Text passage -

□ □ □ □ □ □ □

# lionfish and bluejaw



## repper2000 (Sep 24, 2006)

hello i have a lionfish for about 3 months now went to the local fish store and they sold me a bluejaw trigger said it was peaceful and it would'nt nip the lions fin. 2 days now everythings going good..should i watchout or are the two cool together?????? thanks


----------



## Lupin (Aug 2, 2006)

Hi repper,

What is the size of your tank? Cramped space often results to bickerings.


----------



## repper2000 (Sep 24, 2006)

its a 75 gal


----------



## Lupin (Aug 2, 2006)

repper2000 said:


> its a 75 gal


No problem with that then.:thumbsup:
If you have inverts however, be careful with your triggerfish. Same applies to mixing small fish with lionfish.


----------



## joeshmoe (Aug 2, 2006)

what i no about triggers some could be semi agressive but i think every thing will be ok.


----------



## repper2000 (Sep 24, 2006)

thanks for the info didnt want anything to happen to my lion


----------



## Oceane (Aug 4, 2006)

Blue triggers are aggressive when they breed and are hatching eggs otherwise they are ok. Few fish will fish will interfere with a lionfish as a brush with spines results in poisonning. Both trigger and linfish will eat anything small enough to fit in their mouth.


----------



## KyleV (Oct 8, 2006)

*Triggers*

The Blue jaw is one of the most peacefull (if there is such a thing) type of Trigger out there. No worries unless you plan to add additional fish smaller or less aggressive down the road.


----------



## caferacermike (Oct 3, 2006)

Holy Hell it's Kyle from Kyle. My old friend. Kyle has kept quite an aggressive yet peaceful FOWLR for quite some time. I've seen his triggers with his lions, all was well. Provide plenty of hiding places, rocks for territories and feed well.

□ □ □ □ □ □ □

Rows -
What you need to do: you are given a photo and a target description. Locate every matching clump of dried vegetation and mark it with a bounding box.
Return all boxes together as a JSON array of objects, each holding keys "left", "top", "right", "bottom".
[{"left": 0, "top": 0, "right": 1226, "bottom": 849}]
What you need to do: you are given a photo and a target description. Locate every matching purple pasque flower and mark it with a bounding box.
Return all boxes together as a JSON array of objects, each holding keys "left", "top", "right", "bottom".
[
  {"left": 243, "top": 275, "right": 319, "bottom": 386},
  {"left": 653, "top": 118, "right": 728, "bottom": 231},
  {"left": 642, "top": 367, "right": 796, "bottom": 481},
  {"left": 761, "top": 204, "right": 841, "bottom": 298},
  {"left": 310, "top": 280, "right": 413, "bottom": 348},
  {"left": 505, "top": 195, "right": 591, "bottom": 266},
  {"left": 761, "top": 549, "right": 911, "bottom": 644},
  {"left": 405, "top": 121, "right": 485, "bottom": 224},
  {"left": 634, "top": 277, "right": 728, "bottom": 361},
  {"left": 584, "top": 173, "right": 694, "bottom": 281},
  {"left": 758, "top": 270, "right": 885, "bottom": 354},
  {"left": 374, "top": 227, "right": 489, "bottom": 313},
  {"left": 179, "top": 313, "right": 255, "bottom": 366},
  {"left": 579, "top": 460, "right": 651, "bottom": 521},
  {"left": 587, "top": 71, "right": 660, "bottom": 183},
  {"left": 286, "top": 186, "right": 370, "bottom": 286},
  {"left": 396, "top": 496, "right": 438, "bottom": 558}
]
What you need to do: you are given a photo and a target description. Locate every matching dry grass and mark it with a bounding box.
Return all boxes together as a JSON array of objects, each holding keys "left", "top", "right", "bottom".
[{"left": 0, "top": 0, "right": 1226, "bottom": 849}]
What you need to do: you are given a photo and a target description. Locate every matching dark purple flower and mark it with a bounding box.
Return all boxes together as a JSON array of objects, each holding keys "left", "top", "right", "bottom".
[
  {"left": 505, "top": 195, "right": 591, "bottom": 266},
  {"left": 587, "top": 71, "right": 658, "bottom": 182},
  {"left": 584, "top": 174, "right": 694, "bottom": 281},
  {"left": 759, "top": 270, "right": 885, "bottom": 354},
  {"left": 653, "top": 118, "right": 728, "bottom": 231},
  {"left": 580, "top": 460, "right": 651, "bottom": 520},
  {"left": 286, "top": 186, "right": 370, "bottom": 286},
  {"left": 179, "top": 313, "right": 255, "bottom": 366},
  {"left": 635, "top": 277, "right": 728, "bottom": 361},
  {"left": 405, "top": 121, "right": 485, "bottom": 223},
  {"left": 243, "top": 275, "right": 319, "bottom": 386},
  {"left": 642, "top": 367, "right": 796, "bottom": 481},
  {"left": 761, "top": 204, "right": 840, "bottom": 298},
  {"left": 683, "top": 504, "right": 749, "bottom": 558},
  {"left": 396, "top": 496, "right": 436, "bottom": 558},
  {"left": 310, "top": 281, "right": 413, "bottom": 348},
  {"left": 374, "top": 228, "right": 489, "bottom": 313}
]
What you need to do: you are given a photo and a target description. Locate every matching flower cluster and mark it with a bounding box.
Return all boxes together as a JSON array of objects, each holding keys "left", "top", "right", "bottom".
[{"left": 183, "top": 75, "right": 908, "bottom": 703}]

□ □ □ □ □ □ □

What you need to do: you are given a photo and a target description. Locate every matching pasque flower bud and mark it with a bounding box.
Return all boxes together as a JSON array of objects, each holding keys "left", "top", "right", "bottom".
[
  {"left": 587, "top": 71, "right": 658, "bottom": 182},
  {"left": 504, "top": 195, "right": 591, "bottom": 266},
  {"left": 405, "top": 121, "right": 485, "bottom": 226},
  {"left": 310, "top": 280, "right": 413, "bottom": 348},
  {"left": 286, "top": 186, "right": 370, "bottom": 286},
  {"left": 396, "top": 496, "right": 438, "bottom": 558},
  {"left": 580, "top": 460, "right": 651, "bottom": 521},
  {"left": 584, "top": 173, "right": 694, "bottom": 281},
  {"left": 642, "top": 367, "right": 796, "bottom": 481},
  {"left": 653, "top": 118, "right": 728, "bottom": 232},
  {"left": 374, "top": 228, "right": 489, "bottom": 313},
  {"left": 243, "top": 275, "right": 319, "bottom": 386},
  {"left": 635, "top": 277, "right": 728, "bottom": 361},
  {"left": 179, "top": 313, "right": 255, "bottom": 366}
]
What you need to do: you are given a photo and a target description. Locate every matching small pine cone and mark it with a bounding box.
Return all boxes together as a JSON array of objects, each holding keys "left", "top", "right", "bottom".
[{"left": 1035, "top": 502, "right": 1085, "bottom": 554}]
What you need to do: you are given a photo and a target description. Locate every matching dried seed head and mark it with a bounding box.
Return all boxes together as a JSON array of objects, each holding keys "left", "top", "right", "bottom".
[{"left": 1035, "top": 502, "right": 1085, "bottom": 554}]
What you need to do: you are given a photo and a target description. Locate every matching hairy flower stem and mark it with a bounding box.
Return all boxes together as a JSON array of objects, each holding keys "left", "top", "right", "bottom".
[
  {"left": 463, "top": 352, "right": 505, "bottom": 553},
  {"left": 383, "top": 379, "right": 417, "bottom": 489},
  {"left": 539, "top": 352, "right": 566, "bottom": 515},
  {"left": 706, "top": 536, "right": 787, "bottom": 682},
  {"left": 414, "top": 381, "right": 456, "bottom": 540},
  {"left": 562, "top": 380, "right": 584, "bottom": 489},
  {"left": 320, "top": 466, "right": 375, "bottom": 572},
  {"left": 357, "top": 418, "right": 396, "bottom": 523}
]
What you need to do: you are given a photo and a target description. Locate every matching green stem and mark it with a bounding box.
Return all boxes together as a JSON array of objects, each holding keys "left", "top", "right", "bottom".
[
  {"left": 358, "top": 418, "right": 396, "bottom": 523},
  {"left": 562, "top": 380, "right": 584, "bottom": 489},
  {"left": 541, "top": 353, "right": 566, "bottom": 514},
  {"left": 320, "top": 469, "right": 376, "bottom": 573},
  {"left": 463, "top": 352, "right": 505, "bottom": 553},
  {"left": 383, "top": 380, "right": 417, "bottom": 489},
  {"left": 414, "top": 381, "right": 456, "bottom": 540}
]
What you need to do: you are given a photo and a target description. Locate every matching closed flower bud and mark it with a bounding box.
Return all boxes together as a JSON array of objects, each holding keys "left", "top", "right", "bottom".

□ □ □ □ □ □ □

Goal - Carry the forum thread about housing a lionfish with a bluejaw trigger forward from its last post. The rows have no connection to the forum thread on keeping a lionfish with a bluejaw trigger.

Response -
----------



## Lupin (Aug 2, 2006)

caferacermike said:


> Holy Hell it's Kyle from Kyle. My old friend. Kyle has kept quite an aggressive yet peaceful FOWLR for quite some time. I've seen his triggers with his lions, all was well. Provide plenty of hiding places, rocks for territories and feed well.


I didn't know you two know each other.:crazy: Especially when both of you are from Texas.:crazy:


----------



## trreherd (Aug 7, 2006)

I heard triggers grunt-have you ever heard it?


----------



## Lupin (Aug 2, 2006)

trreherd said:


> I heard triggers grunt-have you ever heard it?


This link says they do.:shock2: :blink:


----------



## trreherd (Aug 7, 2006)

That would be so cool if he grunted.Try to get him to grunt!


----------



## Lupin (Aug 2, 2006)

trreherd said:


> That would be so cool if he grunted.Try to get him to grunt!


You have to be on guard for unexpected grunts though.:roll: Clown loach(freshwater category :mrgreen: ) can make clicking sounds but you don't hear that often and this will come out unexpectedly or anytime without warning.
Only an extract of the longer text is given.